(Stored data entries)
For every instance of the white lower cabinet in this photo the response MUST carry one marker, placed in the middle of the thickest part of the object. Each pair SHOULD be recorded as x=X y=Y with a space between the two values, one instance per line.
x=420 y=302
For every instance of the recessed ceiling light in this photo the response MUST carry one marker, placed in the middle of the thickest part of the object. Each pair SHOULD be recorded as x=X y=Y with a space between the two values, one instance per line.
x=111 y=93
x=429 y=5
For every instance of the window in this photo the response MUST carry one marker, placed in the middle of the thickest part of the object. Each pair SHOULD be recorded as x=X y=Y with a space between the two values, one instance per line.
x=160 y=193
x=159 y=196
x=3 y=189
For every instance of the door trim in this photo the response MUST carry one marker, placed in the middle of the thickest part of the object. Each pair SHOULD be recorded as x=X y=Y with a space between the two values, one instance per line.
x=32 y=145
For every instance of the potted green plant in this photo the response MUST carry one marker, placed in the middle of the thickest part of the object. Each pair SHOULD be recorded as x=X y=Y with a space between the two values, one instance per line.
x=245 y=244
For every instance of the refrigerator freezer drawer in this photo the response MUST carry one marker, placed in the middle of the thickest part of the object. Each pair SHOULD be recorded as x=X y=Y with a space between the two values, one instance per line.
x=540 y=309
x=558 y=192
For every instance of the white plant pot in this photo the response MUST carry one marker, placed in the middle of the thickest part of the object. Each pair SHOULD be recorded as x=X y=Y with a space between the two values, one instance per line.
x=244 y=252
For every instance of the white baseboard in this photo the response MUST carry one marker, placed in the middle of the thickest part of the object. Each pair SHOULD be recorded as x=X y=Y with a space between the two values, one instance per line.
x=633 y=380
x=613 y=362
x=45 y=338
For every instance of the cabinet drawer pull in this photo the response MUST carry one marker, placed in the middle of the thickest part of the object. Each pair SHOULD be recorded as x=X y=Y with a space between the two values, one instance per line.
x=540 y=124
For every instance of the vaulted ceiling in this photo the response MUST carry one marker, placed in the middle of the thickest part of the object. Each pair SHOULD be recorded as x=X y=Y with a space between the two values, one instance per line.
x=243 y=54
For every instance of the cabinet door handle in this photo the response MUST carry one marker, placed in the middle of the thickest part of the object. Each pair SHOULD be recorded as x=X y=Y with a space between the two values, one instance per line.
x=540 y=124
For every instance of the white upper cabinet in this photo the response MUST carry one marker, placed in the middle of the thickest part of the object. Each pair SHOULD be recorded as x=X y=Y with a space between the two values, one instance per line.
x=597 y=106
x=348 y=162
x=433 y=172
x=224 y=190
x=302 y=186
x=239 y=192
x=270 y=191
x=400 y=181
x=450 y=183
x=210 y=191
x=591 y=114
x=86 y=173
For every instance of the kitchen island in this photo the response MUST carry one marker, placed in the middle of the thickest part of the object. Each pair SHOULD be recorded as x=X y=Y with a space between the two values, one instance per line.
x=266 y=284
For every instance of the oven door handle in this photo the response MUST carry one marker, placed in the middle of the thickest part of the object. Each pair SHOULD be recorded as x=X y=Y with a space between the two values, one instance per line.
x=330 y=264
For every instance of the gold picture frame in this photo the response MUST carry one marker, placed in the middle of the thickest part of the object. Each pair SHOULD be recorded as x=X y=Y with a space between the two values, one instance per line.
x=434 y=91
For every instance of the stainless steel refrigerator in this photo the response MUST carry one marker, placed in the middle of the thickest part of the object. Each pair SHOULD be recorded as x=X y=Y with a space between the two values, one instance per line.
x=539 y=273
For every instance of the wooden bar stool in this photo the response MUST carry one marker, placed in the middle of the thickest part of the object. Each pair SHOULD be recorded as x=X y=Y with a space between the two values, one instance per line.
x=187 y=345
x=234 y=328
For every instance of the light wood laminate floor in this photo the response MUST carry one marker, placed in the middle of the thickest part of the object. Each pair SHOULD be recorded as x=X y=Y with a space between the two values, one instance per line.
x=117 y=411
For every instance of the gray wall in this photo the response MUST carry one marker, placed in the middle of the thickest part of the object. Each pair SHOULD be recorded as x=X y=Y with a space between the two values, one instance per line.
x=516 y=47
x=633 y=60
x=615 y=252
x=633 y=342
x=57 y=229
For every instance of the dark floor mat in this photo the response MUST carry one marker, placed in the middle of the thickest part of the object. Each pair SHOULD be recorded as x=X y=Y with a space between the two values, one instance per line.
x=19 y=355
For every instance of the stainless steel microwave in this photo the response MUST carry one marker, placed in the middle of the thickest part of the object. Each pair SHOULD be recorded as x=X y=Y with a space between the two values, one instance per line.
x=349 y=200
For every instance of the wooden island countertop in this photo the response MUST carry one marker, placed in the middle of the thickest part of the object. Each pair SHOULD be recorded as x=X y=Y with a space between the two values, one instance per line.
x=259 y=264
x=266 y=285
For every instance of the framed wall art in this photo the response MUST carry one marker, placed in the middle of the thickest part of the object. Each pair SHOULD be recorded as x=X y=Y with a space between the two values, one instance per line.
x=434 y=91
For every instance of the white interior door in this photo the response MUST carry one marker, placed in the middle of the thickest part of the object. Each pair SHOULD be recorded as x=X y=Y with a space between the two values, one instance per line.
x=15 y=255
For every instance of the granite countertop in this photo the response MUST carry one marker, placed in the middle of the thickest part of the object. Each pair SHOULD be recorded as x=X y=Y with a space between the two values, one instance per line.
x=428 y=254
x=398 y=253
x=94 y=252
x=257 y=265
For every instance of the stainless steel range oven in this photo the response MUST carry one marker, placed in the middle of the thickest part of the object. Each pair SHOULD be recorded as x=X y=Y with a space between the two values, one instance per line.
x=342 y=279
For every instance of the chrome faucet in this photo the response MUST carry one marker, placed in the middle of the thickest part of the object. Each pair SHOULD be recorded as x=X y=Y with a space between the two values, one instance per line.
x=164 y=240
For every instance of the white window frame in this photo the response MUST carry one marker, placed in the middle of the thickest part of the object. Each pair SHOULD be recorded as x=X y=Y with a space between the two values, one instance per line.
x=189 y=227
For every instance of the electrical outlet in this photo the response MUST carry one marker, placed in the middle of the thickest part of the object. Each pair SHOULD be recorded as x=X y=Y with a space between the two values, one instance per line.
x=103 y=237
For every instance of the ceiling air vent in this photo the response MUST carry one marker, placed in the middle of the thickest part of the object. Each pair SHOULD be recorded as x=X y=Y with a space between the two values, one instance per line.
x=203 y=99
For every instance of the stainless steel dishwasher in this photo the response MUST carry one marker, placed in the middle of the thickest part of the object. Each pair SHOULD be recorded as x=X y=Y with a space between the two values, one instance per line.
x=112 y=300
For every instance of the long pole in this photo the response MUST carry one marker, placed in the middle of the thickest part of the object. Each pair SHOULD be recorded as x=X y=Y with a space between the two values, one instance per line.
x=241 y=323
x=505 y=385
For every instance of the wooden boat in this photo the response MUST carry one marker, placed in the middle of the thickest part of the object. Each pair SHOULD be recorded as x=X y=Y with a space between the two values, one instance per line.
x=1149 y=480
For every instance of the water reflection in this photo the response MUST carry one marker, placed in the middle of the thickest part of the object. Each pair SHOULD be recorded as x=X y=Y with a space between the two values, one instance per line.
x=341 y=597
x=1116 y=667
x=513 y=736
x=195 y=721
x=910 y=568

• **Required action**
Each entry needs to be written out again, exactly as given.

• **The answer**
For every instance of the white lower cabinet in this photo the response MUST carry one marker, placed in the middle of the thickest part of the object. Each pair SHOULD be recorded as x=X y=Y with a space between the two values, one instance per line.
x=420 y=302
For every instance of the recessed ceiling light in this photo the response MUST carry one marker, placed in the middle of the thickest part of the object. Each pair SHOULD be recorded as x=X y=Y with a space between the two values, one instance per line.
x=111 y=93
x=429 y=5
For every instance of the window in this photo the response MUST carry one marker, placed in the middle of the thickest part of the object. Each pair SHOULD be recorded as x=X y=Y with a space between the two values, one instance per line.
x=160 y=193
x=159 y=196
x=3 y=189
For every instance of the door trim in this photo the response MUST carry one marker, placed in the middle of the thickest part of the object. Each pair SHOULD be recorded as x=X y=Y with a space between the two values, one instance per line.
x=32 y=145
For every instance of the potted green plant in this photo the response MUST carry one marker, placed in the middle of the thickest part of the object. Each pair SHOULD be recorded as x=X y=Y with a space between the two values, one instance per line.
x=245 y=244
For every instance of the refrigerator freezer drawer in this photo the response MUST carry one marker, placed in the middle of the thickest part of the object. Each pair SHOULD be recorded as x=X y=Y with a space between the two values, one instance per line.
x=540 y=309
x=558 y=192
For every instance of the white plant pot in this photo the response MUST carry one marker, placed in the middle of the thickest part of the object. Each pair SHOULD be recorded as x=X y=Y with a space between the two values, one instance per line.
x=244 y=252
For every instance of the white baseboard in this photo the response MUST carry one marker, placed in the middle of the thickest part of the object. Each pair SHOULD be recorded as x=X y=Y with a space between the two values, one instance per line.
x=633 y=380
x=613 y=362
x=45 y=338
For every instance of the cabinet drawer pull in this photo the response MUST carry one marker, placed in the middle of the thickest part of the object. Each pair SHOULD be recorded as x=X y=Y with a space between the two values, one instance per line.
x=540 y=124
For every instance of the vaulted ceiling in this photo the response MUST carry one marker, placed in the middle of the thickest part of the object. Each pair SHOULD be recorded as x=X y=Y with a space between the two values, one instance per line.
x=243 y=54
For every instance of the cabinet door handle in this photo the response MUST carry one marker, placed in the middle of the thickest part of the object. Each pair SHOULD be recorded as x=X y=Y with a space between the two values, one instance per line.
x=540 y=124
For every instance of the white upper cabinet in this photo the response MUST carry one marker, placed in the middle of the thickest part of the object. Each pair SHOULD be recorded as x=X y=Y with a space between the two values, one instance per line.
x=597 y=106
x=348 y=162
x=433 y=172
x=224 y=190
x=302 y=186
x=239 y=192
x=270 y=191
x=400 y=181
x=450 y=183
x=210 y=191
x=591 y=114
x=86 y=173
For every instance of the kitchen island in this photo the response MUST carry one marker, placed in the middle of the thickest part of the object. Each pair SHOULD be recorded as x=X y=Y with a space between the two values, one instance per line.
x=266 y=284
For every instance of the oven door handle in this photo the response MUST carry one marker, placed in the middle of the thickest part of the object. Each pair SHOULD be recorded as x=X y=Y with a space between the two values, one instance per line.
x=330 y=264
For every instance of the gold picture frame in this photo the response MUST carry one marker, placed in the middle of the thickest part of the object. Each pair SHOULD be recorded as x=X y=Y with a space between the two values, one instance per line.
x=434 y=91
For every instance of the stainless steel refrigerator in this photo the response MUST carry one marker, placed in the middle of the thickest part of the object. Each pair SHOULD be recorded as x=X y=Y with a space between the two values, one instance per line.
x=539 y=273
For every instance of the wooden bar stool in this photo the response MUST carry one marker, placed in the middle of the thickest part of the object. Each pair SHOULD be recorded as x=X y=Y with a space between the two values, one instance per line.
x=187 y=345
x=234 y=328
For every instance of the light wood laminate floor in this photo the response MUST carry one marker, placed in the middle of the thickest part of the object. Each pair SHOULD be recorded as x=X y=Y with a space between the two values, one instance per line.
x=117 y=411
For every instance of the gray wall in this photo the response MUST carry one marker, placed in the middle of the thickest part of the object. Each pair SHOULD be recorded as x=X y=Y with a space between the two values, one instance per line.
x=516 y=47
x=633 y=60
x=615 y=252
x=633 y=342
x=57 y=229
For every instance of the dark floor mat in this photo the response MUST carry one marker, placed in the middle of the thickest part of the object. Each pair SHOULD be recorded as x=X y=Y with a space between the two values, one instance per line.
x=19 y=355
For every instance of the stainless steel microwave in this photo the response MUST carry one marker, placed in the middle of the thickest part of the object. Each pair SHOULD be recorded as x=X y=Y with a space between the two values, one instance per line.
x=349 y=200
For every instance of the wooden island countertop in this photo the response MUST carry one marker, placed in the middle of the thickest part of the object. Each pair SHOULD be recorded as x=X y=Y with a space between the two values, one instance per line.
x=259 y=264
x=266 y=285
For every instance of the framed wall art in this photo the response MUST carry one marker, placed in the middle of the thickest part of the object. Each pair SHOULD be recorded as x=X y=Y with a space between the two values, one instance per line.
x=434 y=91
For every instance of the white interior door in this photo the response MUST carry one marker, placed in the middle of the thickest part of the object. Each pair SHOULD be recorded as x=X y=Y with a space between the two values, one instance per line.
x=15 y=255
For every instance of the granite countertop in this photo the response MUST carry one marker, placed in the middle of the thickest part of the object. Each pair SHOULD be recorded as x=X y=Y with a space between the two values, one instance per line.
x=428 y=254
x=398 y=253
x=94 y=252
x=257 y=265
For every instance of the stainless steel range oven in this photo the response MUST carry one marker, placed in the middle of the thickest part of the object. Each pair SHOULD be recorded as x=X y=Y with a space between the two values, one instance per line.
x=342 y=279
For every instance of the chrome faucet in this photo the response MUST carry one marker, placed in the middle of the thickest part of the object. Each pair SHOULD be recorded as x=X y=Y with a space between the two values, one instance per line.
x=164 y=240
For every instance of the white window frame in this photo the response MUST carry one marker, placed in the middle of the thickest part of the object. Each pair SHOULD be recorded as x=X y=Y with a space between the two values, one instance per line.
x=189 y=227
For every instance of the electrical outlet in this photo the response MUST carry one marker, placed in the middle of the thickest part of the object. Each pair SHOULD be recorded as x=X y=Y with a space between the two values, one instance per line.
x=103 y=237
For every instance of the ceiling air vent in this photo the response MUST carry one marker, placed in the middle of the thickest part of the object. Each pair SHOULD be recorded as x=X y=Y with a space between the two values, one instance per line.
x=203 y=99
For every instance of the stainless steel dishwasher in this photo the response MUST carry one marker, placed in the middle of the thickest part of the object. Each pair SHOULD be recorded as x=X y=Y with a space between the two values, one instance per line.
x=112 y=300
For every instance of the long pole in this photo the response MUST carry one marker, placed in the middle of the thickest part of the object. Each pair SHOULD be recorded as x=X y=Y with a space between the two values, one instance per line.
x=241 y=323
x=505 y=385
For every instance of the wooden boat in this photo the response MUST carry one marker, placed in the middle of the thickest part of the object. Each pair SHOULD be recorded as x=X y=Y with a space between the two values, one instance per line.
x=1149 y=480
For every instance of the water reflection in this photo the response MUST carry one marker, placed in the middle of the thickest part of the object. Each pair SHOULD be recorded as x=X y=Y with a space between the two values, one instance per line.
x=341 y=597
x=1116 y=667
x=513 y=736
x=195 y=721
x=910 y=568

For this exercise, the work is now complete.